● **SHORT TASK**
In the records below, find every line that contains the string "hair" and copy each such line. Treat uppercase and lowercase as different.

## start ENTRIES SHOWN

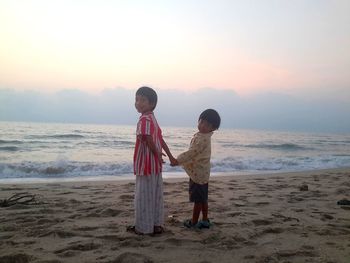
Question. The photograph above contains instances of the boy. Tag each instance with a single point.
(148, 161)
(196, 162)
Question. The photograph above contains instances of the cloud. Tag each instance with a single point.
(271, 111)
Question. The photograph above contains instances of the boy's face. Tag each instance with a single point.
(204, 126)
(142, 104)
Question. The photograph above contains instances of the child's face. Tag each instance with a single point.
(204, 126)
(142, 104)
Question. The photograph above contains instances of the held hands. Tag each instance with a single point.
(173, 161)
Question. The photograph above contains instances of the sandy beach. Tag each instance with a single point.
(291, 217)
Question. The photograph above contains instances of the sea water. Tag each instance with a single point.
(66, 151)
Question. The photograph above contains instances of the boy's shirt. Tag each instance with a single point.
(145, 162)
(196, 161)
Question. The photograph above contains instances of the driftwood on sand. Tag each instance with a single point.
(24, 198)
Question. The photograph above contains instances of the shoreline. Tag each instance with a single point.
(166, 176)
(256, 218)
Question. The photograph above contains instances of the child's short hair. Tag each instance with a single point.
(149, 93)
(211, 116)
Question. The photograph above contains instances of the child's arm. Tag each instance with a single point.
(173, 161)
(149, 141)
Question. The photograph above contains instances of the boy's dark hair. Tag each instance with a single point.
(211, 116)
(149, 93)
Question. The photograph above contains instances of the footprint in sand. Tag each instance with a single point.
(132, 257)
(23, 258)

## end ENTRIES SHOWN
## start ENTRIES SHOWN

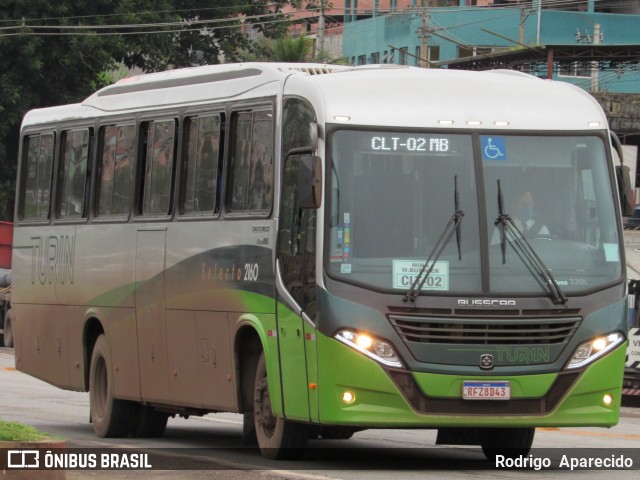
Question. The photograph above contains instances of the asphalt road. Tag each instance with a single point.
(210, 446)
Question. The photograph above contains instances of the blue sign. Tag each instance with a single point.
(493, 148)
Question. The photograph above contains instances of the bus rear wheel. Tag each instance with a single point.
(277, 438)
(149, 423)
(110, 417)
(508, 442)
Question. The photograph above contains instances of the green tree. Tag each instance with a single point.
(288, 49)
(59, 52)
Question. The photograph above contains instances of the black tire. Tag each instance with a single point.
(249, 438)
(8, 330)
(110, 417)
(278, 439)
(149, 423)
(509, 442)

## end ENTRIES SHOWN

● **WRITTEN ANSWER**
Question. The photograph above contains instances of the child's short hair. Tag each instance with a single point.
Question. The photograph above contains instances of the boy's dark hair. Tag each instance with a single point.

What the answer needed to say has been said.